**ЗАДАНИЕ A**
До каких пределов ужималась подконтрольная гетману территория по условиям Белоцерковского мира, если верить тексту о Переяславской раде?
**ЗАДАНИЕ B**
Выведите без изменений фрагмент текста о Переяславской раде от слов «И гетман так» до слов «пределов Киевского воеводства.» включительно.

**ИСХОДНЫЙ ТЕКСТ**
%%
И гетман так посмотрел на своих «дггочок», что никто из них даже спросить не посмел, как он «вырывался». Как и то, почему казаки снова в союзе с этим «падлюкой» – Ислам-Гиреем? Ведь ровно через год татары в обнимку с Хмельницким окружат и вырежут в пень поляков под Батогом. И никто тогда крымским «предателям» не припомнит гетманские «кайданы» – даже сам гетман. Наверное, потому что этих кайданов просто не было.

Переяславский цейтнот

 

Строгие факты гласят: Переяславской раде предшествовали почти три года казачьих неудач. Летом 1651-го Войско Запорожское проиграло битву под Берестечком. Хмельницкому удалось заключить с королем Белоцерковский мир. Но условия его были ужасны. Подконтрольная гетману территория ужималась до пределов Киевского воеводства.

На карте нынешней Украины эта «держава» выглядит так, будто ее пометил с высоты птичьего полета голубь. Казачий реестр одним махом ужимался вдвое – до 20 000 условно «вольных» голов с уныло повисшими оселедцами. На остальные земли возвращались шляхта, польская администрация и все сопутствующие им прелести, от которых казаки целыми сотнями драпали на восток – аж за московские рубежи. На горизонте только мелькали их живописные шаровары (вместо утраченных под Берестечком боевых знамен) и печально скрипели возы со спасенными от ляхов бабами и стратегическими запасами домашних колбас.
%%
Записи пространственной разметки
%%
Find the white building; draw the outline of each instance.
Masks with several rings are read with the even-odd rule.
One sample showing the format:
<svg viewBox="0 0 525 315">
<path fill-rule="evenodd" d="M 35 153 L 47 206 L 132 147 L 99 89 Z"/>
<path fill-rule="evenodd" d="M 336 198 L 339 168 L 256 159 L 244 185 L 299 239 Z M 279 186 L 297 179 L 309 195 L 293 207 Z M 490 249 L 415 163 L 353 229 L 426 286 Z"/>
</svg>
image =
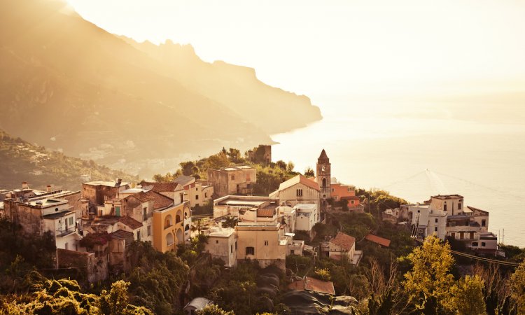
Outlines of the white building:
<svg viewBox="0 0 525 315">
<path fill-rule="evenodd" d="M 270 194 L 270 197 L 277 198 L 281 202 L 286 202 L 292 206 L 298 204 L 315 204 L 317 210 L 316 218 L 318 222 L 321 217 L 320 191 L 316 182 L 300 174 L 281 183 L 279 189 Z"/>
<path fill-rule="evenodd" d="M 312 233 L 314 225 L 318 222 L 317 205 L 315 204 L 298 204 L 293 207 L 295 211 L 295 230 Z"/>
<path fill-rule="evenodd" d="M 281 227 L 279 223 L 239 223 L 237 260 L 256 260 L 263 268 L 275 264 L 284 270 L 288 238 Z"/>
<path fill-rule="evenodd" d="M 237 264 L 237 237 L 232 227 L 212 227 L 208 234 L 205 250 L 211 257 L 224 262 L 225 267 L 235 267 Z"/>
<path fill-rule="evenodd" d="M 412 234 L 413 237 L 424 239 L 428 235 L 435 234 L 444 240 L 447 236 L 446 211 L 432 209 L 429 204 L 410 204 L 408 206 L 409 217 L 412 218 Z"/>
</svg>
%%
**ПОЛНОЕ РЕШЕНИЕ A**
До пределов Киевского воеводства.

**ПОЛНОЕ РЕШЕНИЕ B**
И гетман так посмотрел на своих «дггочок», что никто из них даже спросить не посмел, как он «вырывался». Как и то, почему казаки снова в союзе с этим «падлюкой» – Ислам-Гиреем? Ведь ровно через год татары в обнимку с Хмельницким окружат и вырежут в пень поляков под Батогом. И никто тогда крымским «предателям» не припомнит гетманские «кайданы» – даже сам гетман. Наверное, потому что этих кайданов просто не было.

Переяславский цейтнот

 

Строгие факты гласят: Переяславской раде предшествовали почти три года казачьих неудач. Летом 1651-го Войско Запорожское проиграло битву под Берестечком. Хмельницкому удалось заключить с королем Белоцерковский мир. Но условия его были ужасны. Подконтрольная гетману территория ужималась до пределов Киевского воеводства.